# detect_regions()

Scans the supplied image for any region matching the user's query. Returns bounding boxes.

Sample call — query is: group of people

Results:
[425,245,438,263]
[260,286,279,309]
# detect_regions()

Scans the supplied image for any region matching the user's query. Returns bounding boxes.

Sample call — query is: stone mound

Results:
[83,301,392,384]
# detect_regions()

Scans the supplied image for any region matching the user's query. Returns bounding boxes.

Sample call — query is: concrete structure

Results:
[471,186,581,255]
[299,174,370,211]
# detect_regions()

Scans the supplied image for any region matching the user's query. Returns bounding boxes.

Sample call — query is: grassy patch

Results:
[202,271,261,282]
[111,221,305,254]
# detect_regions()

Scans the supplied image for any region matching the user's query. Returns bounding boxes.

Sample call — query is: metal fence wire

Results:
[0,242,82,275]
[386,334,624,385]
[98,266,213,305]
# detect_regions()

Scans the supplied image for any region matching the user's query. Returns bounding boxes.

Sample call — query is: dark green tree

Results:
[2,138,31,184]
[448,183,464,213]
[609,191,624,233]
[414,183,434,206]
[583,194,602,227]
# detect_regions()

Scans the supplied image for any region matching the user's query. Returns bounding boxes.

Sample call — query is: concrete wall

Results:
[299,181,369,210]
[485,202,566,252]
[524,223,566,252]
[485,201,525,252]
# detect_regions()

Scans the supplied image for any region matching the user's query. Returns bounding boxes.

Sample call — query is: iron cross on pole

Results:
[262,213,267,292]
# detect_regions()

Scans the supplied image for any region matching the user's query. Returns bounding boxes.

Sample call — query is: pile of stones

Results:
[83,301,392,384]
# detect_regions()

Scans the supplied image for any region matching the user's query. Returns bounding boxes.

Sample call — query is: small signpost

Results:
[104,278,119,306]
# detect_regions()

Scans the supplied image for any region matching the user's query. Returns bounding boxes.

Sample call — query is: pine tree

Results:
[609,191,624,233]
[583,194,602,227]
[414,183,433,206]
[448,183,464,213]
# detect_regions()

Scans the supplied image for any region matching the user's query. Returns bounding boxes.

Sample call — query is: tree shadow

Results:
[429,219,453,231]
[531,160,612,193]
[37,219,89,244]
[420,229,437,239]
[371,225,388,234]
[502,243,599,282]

|---|

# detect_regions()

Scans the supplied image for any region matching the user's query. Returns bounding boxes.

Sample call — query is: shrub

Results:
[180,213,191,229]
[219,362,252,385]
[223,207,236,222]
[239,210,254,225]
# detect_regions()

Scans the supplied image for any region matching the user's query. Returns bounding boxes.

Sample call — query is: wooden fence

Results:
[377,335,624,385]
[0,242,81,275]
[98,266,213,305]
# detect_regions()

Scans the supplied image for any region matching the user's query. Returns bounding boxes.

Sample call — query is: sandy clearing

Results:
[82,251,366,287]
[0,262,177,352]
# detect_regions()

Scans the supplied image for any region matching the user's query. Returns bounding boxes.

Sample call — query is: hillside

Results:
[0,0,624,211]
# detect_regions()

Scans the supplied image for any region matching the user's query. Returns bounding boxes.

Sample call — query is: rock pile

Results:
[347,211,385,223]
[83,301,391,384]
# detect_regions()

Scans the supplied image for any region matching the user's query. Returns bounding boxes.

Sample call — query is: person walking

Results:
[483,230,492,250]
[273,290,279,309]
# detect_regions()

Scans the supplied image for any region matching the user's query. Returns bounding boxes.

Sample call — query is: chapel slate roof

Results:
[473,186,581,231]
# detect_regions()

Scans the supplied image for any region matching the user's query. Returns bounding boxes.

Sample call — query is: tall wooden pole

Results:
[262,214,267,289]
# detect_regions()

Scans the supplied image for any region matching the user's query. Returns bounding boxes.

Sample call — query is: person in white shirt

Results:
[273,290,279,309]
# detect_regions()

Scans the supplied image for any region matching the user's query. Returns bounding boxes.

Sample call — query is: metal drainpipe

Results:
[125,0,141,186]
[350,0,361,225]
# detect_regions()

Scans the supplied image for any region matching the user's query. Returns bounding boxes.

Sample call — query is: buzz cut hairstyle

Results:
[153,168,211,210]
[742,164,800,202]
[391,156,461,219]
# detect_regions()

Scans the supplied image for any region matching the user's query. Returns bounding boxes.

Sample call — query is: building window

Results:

|---|

ENUNCIADO DA TAREFA :: Selecione e copie cada linha dos registros acima que contenha a palavra "person". Distinga maiúsculas de minúsculas.

RESOLUÇÃO DO EXERCÍCIO ::
Sample call — query is: person walking
Sample call — query is: person in white shirt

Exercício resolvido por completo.